È stato anche a Goli Otok, l’isola prigione dove il maresciallo Tito manda la sua protagonista con l’accusa di essere stalinista?
“Sì, Eva era in uno dei campi più duri: ha vissuto come una schiava per quasi tre anni. È sempre stata minuta, pesava poco più di 40 chili: non riuscirò mai a capire come sia sopravvissuta. Riuniva in sé qualità contraddittorie: era molto rigida sui principi e al stesso tempo era affettuosa ed empatica. Una forza della natura. Il romanzo ruota intorno al rapporto con la figlia: aveva solo sei anni quando Eva fu portata a Goli Otok e la lasciò sola”.

Nel romanzo la figlia Nina per tutta la sua giovinezza non riesce a perdonare la madre.
“Sì, ma ciò che mi interessa è la sua capacità di amare e di perdonare. Nina riuscirà a giustificare sua madre Vera, a vedere la complessità del suo dilemma. È accaduto davvero: Eva e sua figlia si sono riconciliate prima della morte di Eva nel 2015. È il potere della famiglia: un oggetto di indagine straordinario. I grandi drammi non succedono nei palazzi del potere o nei campi di battaglia, ma in cucina o in camera da letto”.

Essere o non essere madre. E, se lo si è, il dubbio di non essere una “buona” madre. La sua storia scava in questo dilemma.
“Mi pare un dilemma primario. Devo confessare, del resto, che la paternità è stata la questione fondamentale della mia vita. Ora sono nonno, ho due nipotine, l’equilibro è diverso. Ovviamente è più facile per me scrivere del rapporto tra le madri e i figli maschi, come in Il libro della grammatica interiore. Qui invece ho messo in scena tre donne, inventando anche il personaggio di Ghili, figlia di Nina e nipote di Vera. Era più complicato”.

Cosa significa raccontare dalla prospettiva di una donna?
“Ho dovuto abbandonare paure, inibizioni e convenzioni. Ho passato abbastanza tempo facendo lo scrittore da sapere quanto è soddisfacente essere nel mondo e, grazie a ciò che scrivi, essere in un altrove, magari contraddittorio. Vale anche, ad esempio, per lo scrivere da israeliano mettendosi nei panni di un palestinese. Del mio punto di vista so persino troppo. Cosa succede se vedo il conflitto con gli occhi del ‘nemico’?”.

Quindi la discussione sull’appropriazione culturale, sul fatto che non sia possibile, o eticamente giusto, scrivere dalla prospettiva dell’altro, non la convince?

----------------

> **COMPITI DA SVOLGERE**
**A)** Secondo il brano estratto, per quanto tempo Eva ha vissuto come una schiava a Goli Otok?
**B)** Spiega, in base al brano estratto, perché scrivere questo romanzo è stato più complicato per chi risponde.
**C)** Riporta senza alcuna modifica la parte del brano estratto che va da "Nel romanzo la" a "in questo dilemma.".

----------------

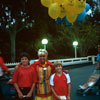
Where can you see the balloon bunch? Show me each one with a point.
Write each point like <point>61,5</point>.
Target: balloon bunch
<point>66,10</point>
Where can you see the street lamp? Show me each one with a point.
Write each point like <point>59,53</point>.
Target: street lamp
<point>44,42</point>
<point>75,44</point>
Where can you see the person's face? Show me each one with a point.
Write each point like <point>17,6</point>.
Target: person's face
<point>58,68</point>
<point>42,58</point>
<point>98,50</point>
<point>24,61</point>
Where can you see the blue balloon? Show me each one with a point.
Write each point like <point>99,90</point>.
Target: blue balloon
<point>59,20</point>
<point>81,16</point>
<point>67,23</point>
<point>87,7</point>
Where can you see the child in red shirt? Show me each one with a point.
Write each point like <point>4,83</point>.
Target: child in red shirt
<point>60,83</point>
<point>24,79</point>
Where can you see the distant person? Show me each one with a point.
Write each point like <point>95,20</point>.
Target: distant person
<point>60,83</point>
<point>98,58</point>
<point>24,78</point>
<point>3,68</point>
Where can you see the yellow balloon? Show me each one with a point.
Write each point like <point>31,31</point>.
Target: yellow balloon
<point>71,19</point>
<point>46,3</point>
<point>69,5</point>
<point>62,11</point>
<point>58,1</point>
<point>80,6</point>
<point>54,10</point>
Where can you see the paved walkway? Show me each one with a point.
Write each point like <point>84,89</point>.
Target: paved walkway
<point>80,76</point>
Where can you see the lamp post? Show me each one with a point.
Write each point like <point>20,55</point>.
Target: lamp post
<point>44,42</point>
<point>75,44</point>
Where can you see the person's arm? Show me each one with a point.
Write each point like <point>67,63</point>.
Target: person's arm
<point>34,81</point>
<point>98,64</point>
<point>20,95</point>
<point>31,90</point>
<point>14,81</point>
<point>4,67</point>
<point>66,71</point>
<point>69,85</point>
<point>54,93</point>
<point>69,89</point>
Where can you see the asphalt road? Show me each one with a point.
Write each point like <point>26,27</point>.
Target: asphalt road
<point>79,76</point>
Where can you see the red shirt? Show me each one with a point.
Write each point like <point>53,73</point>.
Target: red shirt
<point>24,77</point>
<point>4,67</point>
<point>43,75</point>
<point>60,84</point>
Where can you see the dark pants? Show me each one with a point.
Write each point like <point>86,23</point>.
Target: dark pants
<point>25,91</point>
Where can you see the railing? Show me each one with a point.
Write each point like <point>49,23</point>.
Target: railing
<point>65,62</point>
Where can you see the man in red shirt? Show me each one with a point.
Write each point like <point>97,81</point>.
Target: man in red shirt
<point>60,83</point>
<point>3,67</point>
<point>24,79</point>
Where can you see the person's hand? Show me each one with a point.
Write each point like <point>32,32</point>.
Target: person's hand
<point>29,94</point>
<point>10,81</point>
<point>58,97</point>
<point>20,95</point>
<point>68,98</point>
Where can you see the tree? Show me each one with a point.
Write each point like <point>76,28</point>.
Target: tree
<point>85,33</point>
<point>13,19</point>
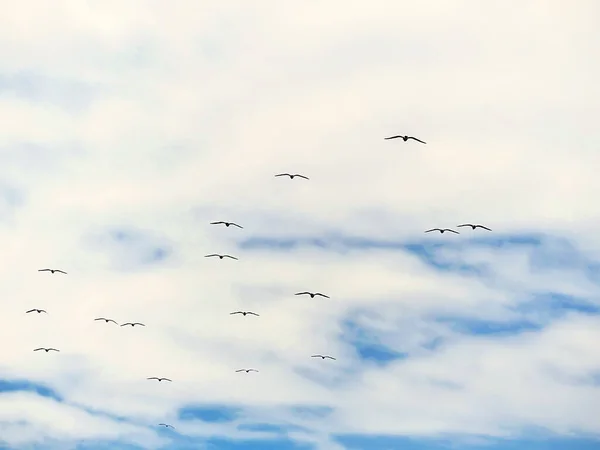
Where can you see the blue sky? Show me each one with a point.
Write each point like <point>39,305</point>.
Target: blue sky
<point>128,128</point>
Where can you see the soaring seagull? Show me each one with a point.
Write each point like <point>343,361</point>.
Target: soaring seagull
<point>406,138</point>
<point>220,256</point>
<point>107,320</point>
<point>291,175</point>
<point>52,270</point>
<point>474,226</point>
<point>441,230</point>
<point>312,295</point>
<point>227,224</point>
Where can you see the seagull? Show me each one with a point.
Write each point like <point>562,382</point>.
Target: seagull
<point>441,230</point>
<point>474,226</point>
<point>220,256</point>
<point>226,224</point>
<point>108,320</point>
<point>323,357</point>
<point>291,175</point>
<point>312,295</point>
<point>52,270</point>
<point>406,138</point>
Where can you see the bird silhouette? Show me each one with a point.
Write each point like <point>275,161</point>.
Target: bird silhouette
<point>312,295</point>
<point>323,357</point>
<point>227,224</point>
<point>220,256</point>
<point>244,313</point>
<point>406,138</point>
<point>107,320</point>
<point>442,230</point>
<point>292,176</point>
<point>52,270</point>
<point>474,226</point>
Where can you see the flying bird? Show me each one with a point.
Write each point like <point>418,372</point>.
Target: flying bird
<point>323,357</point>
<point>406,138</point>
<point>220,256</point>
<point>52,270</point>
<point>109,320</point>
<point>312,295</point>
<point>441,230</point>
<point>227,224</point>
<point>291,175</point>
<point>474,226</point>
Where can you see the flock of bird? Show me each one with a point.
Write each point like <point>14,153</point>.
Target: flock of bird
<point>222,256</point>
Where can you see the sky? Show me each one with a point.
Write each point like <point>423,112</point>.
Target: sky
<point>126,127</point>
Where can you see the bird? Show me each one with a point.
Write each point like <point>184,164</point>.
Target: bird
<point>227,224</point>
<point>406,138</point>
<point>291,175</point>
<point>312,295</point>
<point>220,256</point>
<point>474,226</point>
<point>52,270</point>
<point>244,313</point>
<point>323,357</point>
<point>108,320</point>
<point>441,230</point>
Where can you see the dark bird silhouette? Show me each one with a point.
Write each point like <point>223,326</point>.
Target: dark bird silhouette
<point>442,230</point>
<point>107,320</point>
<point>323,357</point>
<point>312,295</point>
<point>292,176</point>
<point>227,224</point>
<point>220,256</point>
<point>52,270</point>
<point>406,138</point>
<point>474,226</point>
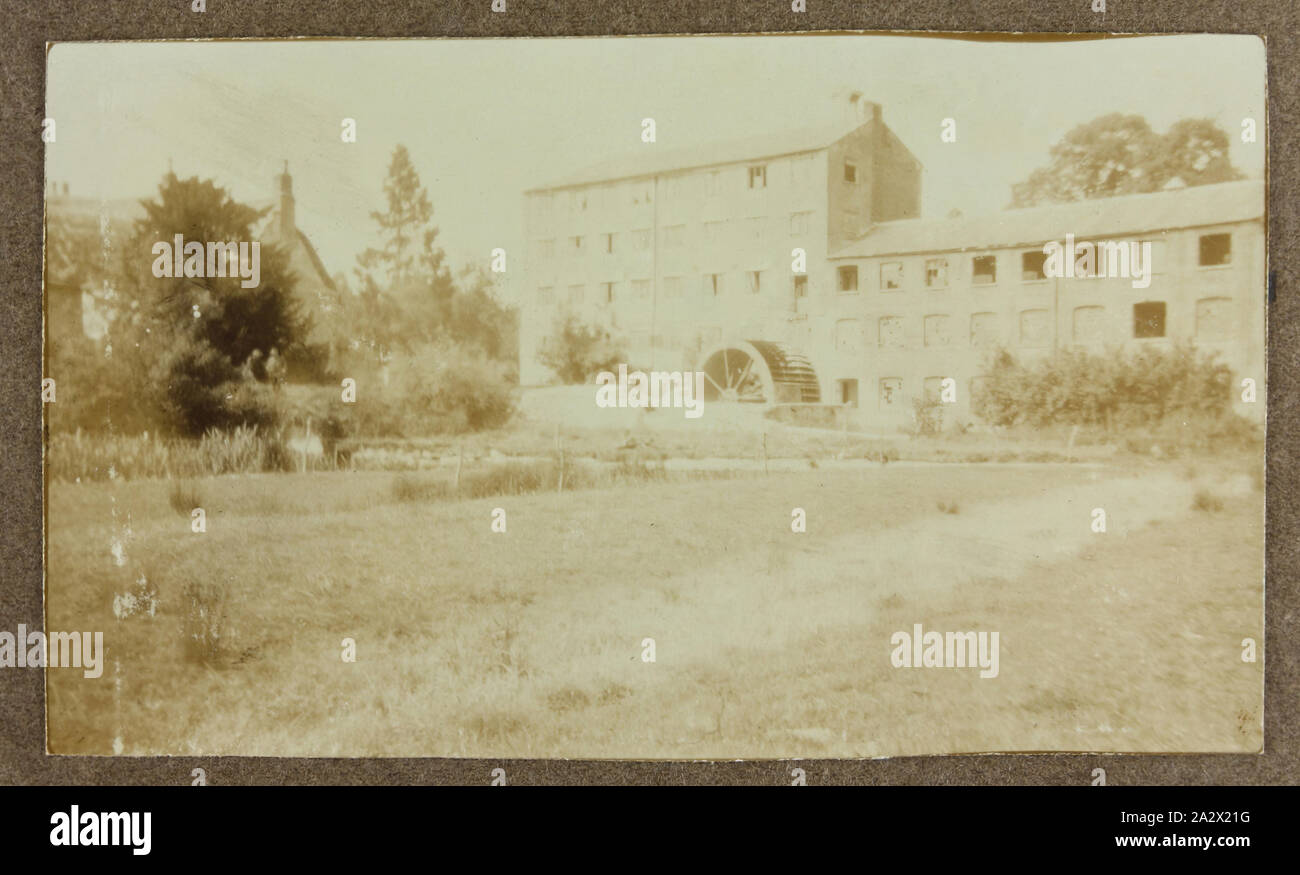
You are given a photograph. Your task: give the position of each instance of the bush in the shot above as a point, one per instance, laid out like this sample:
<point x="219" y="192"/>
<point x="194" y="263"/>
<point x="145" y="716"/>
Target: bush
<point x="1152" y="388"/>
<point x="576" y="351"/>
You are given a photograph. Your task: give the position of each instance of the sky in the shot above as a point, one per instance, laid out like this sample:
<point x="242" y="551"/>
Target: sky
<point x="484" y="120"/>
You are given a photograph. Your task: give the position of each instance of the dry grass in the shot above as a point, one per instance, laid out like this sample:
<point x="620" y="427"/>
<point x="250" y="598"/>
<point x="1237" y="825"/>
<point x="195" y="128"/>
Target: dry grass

----------------

> **RISPOSTE AI COMPITI**
**A)** Per quasi tre anni.

**B)** Perché nel romanzo ha messo in scena tre donne, inventando anche il personaggio di Ghili. Per lui è invece più facile scrivere del rapporto tra le madri e i figli maschi, come in Il libro della grammatica interiore.

**C)**
Nel romanzo la figlia Nina per tutta la sua giovinezza non riesce a perdonare la madre.
“Sì, ma ciò che mi interessa è la sua capacità di amare e di perdonare. Nina riuscirà a giustificare sua madre Vera, a vedere la complessità del suo dilemma. È accaduto davvero: Eva e sua figlia si sono riconciliate prima della morte di Eva nel 2015. È il potere della famiglia: un oggetto di indagine straordinario. I grandi drammi non succedono nei palazzi del potere o nei campi di battaglia, ma in cucina o in camera da letto”.

Essere o non essere madre. E, se lo si è, il dubbio di non essere una “buona” madre. La sua storia scava in questo dilemma.